* _Your objective_
Copy out all of the rows below, requests included, and shift each point coordinate in the answers by adding 127 to it, leaving the numbers in the requests and their sample formats as they are. Leave the pictures out of your answer.

# START OF Data provided

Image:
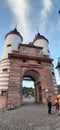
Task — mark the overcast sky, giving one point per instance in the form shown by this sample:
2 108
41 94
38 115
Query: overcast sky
29 15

# END OF Data provided

* _Reply to the exercise_
Image:
Task — mark the overcast sky, giving one point per instance in the form shown by this sample:
2 108
41 94
38 115
Query: overcast sky
156 142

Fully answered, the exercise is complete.